PARTS OF THE EXERCISE:
1 – In the PEAC project log, which mixing operation did the last log show to be superior to the other?
2 – Please pick up the PEAC project log from where it stops and continue writing it.

### DOCUMENT SEGMENT

Close

Additions and consequences

A project log for PEAC Pisano with End-Around Carry algorithm

Add X to Y and Y to X, says the song. And carry on.

yann-guidon-ygdesYann Guidon / YGDES 08/07/2021 at 16:030 Comments

So the last log has demonstrated that ADD mixing is superior to XOR mixing (at least when the 33-bit result must be compacted into 16 bits).

XOR was favoured for a few reasons:

There is a theoretical kink though: using a XOR operator in an ADD space creates a sort of conflict because the "numbers" have different types. You can consider the evolution of the state of the registers as if you "walked" through the state space:

The backwards part has a big influence when mixing small values because the "teleportation" range will be small and there is a high risk of overwriting past values. ADD does not suffer from this : going "forward" in the state space ensures that small values will always have distinct effects on the state.

The meaning of the ADD and XOR results are very different, I don't know the right term but XOR operates in a Hamming space (where bits are somewhat independent) while ADD works in a magnitude space (the bits are combined to give one value). This is why the Hamming distance of a single bit flip doesn't propagate much during the first iterations (compared to a good CRC which will flip half of the bits whenever it can).

######
### ENTRIES PROVIDED

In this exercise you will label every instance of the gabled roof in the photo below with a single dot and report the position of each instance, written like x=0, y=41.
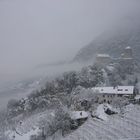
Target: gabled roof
x=114, y=90
x=75, y=115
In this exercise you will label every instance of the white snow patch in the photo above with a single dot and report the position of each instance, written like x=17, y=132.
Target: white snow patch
x=100, y=112
x=78, y=115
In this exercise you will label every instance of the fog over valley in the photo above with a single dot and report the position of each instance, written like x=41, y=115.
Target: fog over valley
x=35, y=33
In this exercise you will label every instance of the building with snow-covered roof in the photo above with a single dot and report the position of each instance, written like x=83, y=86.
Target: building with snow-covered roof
x=103, y=59
x=76, y=115
x=108, y=94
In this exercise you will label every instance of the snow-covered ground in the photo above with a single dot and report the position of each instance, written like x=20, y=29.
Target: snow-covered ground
x=116, y=127
x=29, y=126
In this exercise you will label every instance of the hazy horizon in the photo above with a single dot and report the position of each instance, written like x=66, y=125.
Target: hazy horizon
x=34, y=32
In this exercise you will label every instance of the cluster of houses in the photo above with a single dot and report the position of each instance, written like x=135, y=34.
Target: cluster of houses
x=109, y=94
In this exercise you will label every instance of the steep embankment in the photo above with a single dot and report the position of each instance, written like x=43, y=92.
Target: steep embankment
x=113, y=41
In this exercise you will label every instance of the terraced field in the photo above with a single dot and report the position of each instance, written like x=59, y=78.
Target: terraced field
x=118, y=127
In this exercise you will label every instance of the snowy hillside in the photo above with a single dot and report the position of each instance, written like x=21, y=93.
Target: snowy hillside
x=113, y=41
x=117, y=127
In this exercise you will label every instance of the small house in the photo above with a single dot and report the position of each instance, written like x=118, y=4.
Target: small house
x=108, y=94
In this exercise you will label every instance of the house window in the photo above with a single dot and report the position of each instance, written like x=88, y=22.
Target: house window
x=120, y=89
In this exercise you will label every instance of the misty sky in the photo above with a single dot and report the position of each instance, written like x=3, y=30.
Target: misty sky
x=34, y=32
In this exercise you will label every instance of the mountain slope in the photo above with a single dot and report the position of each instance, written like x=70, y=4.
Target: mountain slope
x=113, y=41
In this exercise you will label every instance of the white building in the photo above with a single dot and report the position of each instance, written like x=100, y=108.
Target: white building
x=108, y=94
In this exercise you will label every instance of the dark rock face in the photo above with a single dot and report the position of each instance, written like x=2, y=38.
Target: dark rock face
x=113, y=42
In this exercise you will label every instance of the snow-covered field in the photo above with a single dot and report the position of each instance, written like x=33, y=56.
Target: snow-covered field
x=116, y=127
x=30, y=126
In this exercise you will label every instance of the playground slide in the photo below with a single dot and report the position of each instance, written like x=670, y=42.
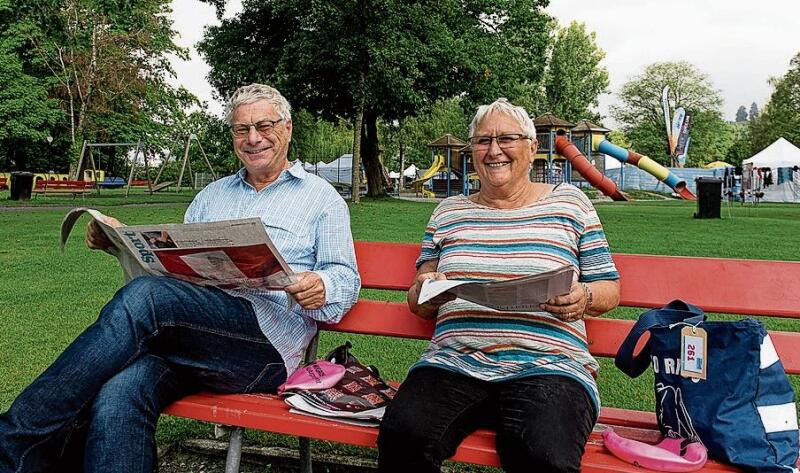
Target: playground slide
x=438, y=164
x=646, y=164
x=605, y=185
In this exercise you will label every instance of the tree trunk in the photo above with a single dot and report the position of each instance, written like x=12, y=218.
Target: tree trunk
x=376, y=183
x=358, y=138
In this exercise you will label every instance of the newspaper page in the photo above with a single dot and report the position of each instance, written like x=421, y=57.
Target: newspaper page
x=226, y=254
x=523, y=294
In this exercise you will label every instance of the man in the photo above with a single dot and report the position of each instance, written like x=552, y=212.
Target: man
x=160, y=339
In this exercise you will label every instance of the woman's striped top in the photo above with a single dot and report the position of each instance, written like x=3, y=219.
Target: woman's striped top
x=480, y=243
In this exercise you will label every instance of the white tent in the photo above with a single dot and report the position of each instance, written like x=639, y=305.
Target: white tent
x=780, y=154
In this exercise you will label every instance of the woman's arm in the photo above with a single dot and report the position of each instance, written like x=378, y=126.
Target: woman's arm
x=584, y=299
x=428, y=310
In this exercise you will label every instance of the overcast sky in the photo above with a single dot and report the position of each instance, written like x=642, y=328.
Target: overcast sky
x=738, y=44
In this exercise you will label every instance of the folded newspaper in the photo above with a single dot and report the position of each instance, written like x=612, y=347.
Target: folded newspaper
x=523, y=294
x=226, y=254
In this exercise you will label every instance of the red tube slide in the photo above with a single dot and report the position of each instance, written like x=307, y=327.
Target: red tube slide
x=605, y=185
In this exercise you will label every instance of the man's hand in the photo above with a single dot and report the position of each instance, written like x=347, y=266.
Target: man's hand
x=95, y=238
x=308, y=291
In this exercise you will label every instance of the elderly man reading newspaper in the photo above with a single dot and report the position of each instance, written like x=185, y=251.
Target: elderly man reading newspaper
x=161, y=338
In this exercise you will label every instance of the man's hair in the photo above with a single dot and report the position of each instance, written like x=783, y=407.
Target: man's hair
x=502, y=105
x=255, y=92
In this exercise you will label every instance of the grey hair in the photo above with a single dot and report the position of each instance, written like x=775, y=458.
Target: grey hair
x=255, y=92
x=502, y=105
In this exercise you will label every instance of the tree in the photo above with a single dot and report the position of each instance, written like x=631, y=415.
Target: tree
x=27, y=115
x=741, y=114
x=781, y=115
x=394, y=57
x=575, y=79
x=642, y=118
x=753, y=112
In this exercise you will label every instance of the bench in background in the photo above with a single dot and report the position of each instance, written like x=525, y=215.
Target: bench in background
x=45, y=187
x=736, y=286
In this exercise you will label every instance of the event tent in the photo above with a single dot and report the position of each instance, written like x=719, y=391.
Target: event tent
x=780, y=154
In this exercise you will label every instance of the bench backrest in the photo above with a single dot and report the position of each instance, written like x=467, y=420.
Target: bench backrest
x=736, y=286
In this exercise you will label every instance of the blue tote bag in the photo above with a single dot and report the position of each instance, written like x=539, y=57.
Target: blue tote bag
x=743, y=411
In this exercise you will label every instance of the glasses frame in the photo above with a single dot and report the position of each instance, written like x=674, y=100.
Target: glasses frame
x=259, y=126
x=514, y=138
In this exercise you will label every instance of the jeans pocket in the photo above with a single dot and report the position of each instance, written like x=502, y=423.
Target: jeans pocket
x=272, y=376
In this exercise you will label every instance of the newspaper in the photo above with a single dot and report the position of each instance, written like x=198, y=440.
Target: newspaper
x=226, y=254
x=523, y=294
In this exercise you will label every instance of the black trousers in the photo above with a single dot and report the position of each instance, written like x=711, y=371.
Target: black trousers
x=542, y=422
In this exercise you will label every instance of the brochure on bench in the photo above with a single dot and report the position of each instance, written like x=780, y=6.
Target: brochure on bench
x=522, y=294
x=226, y=254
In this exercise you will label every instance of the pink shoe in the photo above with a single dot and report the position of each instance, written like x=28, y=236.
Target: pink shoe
x=666, y=456
x=321, y=374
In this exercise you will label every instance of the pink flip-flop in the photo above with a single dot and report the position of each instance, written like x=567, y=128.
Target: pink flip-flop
x=665, y=456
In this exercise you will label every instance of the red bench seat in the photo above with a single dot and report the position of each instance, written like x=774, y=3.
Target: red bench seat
x=735, y=286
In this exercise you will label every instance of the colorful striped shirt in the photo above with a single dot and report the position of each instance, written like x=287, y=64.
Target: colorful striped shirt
x=310, y=225
x=480, y=243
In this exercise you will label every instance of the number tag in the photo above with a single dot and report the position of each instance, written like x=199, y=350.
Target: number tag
x=694, y=356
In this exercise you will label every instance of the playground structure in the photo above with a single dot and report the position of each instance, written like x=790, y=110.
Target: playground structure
x=566, y=153
x=443, y=178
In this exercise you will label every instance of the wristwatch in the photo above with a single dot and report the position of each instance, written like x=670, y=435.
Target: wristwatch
x=589, y=297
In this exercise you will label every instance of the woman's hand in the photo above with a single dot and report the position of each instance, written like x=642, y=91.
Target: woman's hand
x=572, y=306
x=429, y=309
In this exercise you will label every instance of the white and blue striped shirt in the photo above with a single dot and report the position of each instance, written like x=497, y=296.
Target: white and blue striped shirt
x=310, y=225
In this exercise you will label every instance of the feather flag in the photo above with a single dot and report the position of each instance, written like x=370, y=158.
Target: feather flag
x=675, y=131
x=665, y=107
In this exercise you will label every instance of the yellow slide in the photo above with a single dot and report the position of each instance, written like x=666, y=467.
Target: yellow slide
x=438, y=165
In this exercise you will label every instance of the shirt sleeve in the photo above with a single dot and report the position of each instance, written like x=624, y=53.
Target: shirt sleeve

######

TASK RESULTS:
1 – ADD mixing was shown to be superior to XOR mixing, at least when the 33-bit result must be compacted into 16 bits.

2 –
So it makes sense to remain in the same type of realm during the whole checksum.

Now, another addition in the datapath creates a new kind of challenge, because so far we had to deal with only 1 carry bit, and now there are two !

Somehow it was not visible in the results because the source code handled it inherently well. Let's look at it

while (words) {
    C += X + Y;
    X = Y + *buffer;
    buffer++;
    Y = C & PISANO_MASK;
    C = C >> PISANO_WIDTH;
    words--;
}
  1. first line: C is expected to be 0 or 1, as the carry-in for the X+Y operation. Result of 0-FFFFh + 0-FFFFh is 0 to 1FFFEh.
  2. X becomes the sum of Y and the input datum. Note however that, unlike XOR, the sum's range become 0 to 1FFFEh, so there is a generated carry. XOR keeps the range within 0 to FFFFh.
  3. n/a
  4. Y now gets the lower part of the sum and range is back to 0 to FFFFh.
  5. C is re-normalised to 0 to 1, or at least that's what is intended.

But then, the new range of X breaks these assumptions.

  1. The operation X+Y works on Y=0-FFFFh and X=0-1FFFEh so the result is C=0-2FFFDh !
  2. n/a
  3. n/a
  4. n/a
  5. C is now renormalised to 0-2

This means there are 2 carry inputs to line 1), something that does not fit common hardware circuits. The software version however doesn't exhibit any problem, as C was defined as uint32_t and can accommodate the whole range. The increased range was not noticed and... it is also a great thing, because it reminds us that we can compute the renormalisation at the end of the loop, not necessarily at every step.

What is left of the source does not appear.